**PROBLEMS AND TASKS**
1: Answer these questions about the patent excerpt on rotating control devices below, one line each:
(a) What two components does the rotating control device contain?
(b) According to the background, what is there a need for?
(c) In the summarized method, what is created in the annulus of the wellbore during the managed pressure drilling operation?
2: Proceed with the patent excerpt on rotating control devices below, continuing its text from the point where it stops.

-- Start of TEXT EXCERPT --

OF ROTATING CONTROL DEVICE

CROSS-REFERENCE TO RELATED APPLICATION

[0001] The present document is based on and claims priority to US Provisional Patent Application No. 63/379523, fded October 14, 2022, which is incorporated herein by reference in its entirety.

BACKGROUND

[0002] Drilling systems are often employed to access natural resources below the surface of the earth. Such drilling systems may include a drilling fluid system configured to circulate drilling fluid into and out of a wellbore to facilitate drilling the wellbore. In some cases, the drilling system may use managed pressure drilling (“MPD”), which may require the well to be “capped” with a rotating control device (“RCD”). An RCD is used to contain and isolate pressure in the wellbore annulus while rotary drilling. The RCD contains a sealing element and a bearing assembly. The sealing element creates a seal against the drill string while drilling. The bearing assembly allows the sealing element to rotate with the drill string, eliminating relative rotation between the drill string and the sealing element.

[0003] Having an effective sealing element within the RCD is imperative for proper MPD operations. Unfortunately, an RCD sealing element may fail during MPD operations, jeopardizing the operation. Accordingly, there is a need for a way to test the effectiveness of an RCD sealing element in situ and during MPD operations.

SUMMARY

[0004] According to one or more embodiments of the present disclosure, a method includes: initiating a managed pressure drilling operation in a managed pressure drilling system including: a rotating control device including: at least one sealing element; and a plurality of pressure sensors placed relative to the at least one sealing element, wherein the rotating control device is positioned in the managed pressure drilling system so as to receive fluid exiting an annulus of a wellbore; creating a pressure spike in the annulus of the wellbore during the managed pressure drilling operation; and monitoring a pressure differential between the plurality of pressure sensors to determine whether there is a leakage within the rotating control device.

-- End of TEXT EXCERPT --
-- Start of DATA ENTRIES --

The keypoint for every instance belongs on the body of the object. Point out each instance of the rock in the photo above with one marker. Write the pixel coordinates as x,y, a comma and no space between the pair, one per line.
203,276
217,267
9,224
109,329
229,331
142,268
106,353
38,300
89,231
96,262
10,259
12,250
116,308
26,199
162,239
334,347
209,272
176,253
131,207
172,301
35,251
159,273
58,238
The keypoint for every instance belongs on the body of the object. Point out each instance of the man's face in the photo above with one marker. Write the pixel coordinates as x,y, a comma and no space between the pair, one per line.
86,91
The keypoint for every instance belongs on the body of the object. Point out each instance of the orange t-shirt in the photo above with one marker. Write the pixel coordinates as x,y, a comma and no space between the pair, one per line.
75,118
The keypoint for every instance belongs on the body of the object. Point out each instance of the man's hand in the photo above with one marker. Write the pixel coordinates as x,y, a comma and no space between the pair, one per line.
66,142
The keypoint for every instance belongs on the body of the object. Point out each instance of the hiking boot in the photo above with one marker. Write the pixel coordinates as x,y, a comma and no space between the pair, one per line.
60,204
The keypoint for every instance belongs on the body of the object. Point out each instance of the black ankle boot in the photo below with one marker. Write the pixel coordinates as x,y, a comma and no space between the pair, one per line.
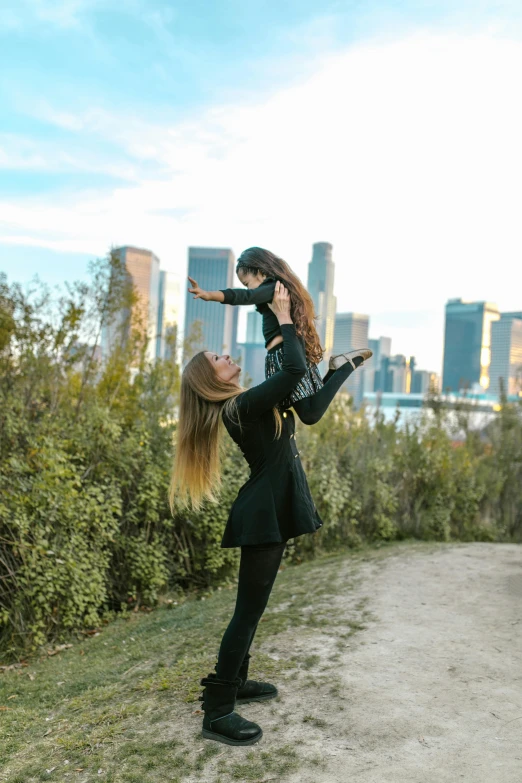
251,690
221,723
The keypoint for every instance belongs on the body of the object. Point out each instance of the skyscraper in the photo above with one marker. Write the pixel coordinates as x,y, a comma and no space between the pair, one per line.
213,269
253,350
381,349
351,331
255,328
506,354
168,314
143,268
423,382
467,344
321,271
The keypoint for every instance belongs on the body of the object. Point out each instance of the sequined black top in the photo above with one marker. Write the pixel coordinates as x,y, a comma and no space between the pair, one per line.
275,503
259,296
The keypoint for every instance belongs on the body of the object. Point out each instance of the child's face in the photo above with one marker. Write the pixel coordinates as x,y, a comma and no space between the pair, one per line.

-- End of DATA ENTRIES --

**ANSWERS GIVEN**
1:
(a) A sealing element and a bearing assembly.
(b) A way to test the effectiveness of an RCD sealing element in situ and during MPD operations.
(c) A pressure spike.

2:
[0005] According to one or more embodiments of the present disclosure, a test system for a managed pressure drilling system includes: a rotating control device including: at least one sealing element; and a plurality of pressure sensors placed relative to the at least one sealing element, wherein the rotating control device is positioned in the managed pressure drilling system so as to receive fluid exiting an annulus of a wellbore; a pump; and a choke manifold connected to the rotating control device via a primary line, wherein at least one of the pump and the choke manifold is configured to create a pressure spike in the annulus of the wellbore during a managed pressure drilling operation.

[0006] However, many modifications are possible without materially departing from the teachings of this disclosure. Accordingly, such modifications are intended to be included within the scope of this disclosure as defined in the claims.

BRIEF DESCRIPTION OF THE DRAWINGS

[0007] Certain embodiments of the disclosure will hereafter be described with reference to the accompanying drawings, wherein like reference numerals denote like elements. It should be understood, however, that the accompanying figures illustrate the various implementations described herein and are not meant to limit the scope of various technologies described herein, and:

[0008] FIG. 1 shows an example of an RCD used in systems and methods according to one or more embodiments of the present disclosure;

[0009] FIG. 2 shows a managed pressure drilling system according to one or more embodiments of the present disclosure; and [0010] FIG. 3 shows a method according to one or more embodiments of the present disclosure.

DETAILED DESCRIPTION

[0011] In the following description, numerous details are set forth to provide an understanding of some embodiments of the present disclosure. However, it will be understood by those of ordinary skill in the art that the system and/or methodology may be practiced without these details and that numerous variations or modifications from the described embodiments may be possible.

[0012] When introducing elements of various embodiments, the articles “a,” “an,” “the,” “said,” and the like, are intended to mean that there are one or more of the elements. The terms “comprising,” “including,” “having,” and the like are intended to be inclusive and mean that there may be additional elements other than the listed elements. The use of “top,” “bottom,” “above,” “below,” “up,” “down,” “upper,” “lower,” and variations of these terms is made for convenience, but does not require any particular orientation of the components relative to some fixed reference, such as the direction of gravity. The terms “connect,” “connection,” “connected,” “in connection with,” and “connecting,” are used to mean “in direct connection with,” in connection with via one or more elements.” The terms “couple,” “coupled,” “coupled with,” “coupled together,” and “coupling” are used to mean “directly coupled together,” or “coupled together via one or more elements.” The term “fluid” encompasses liquids, gases, vapors, and combinations thereof. Any references to “metal” include metal alloys.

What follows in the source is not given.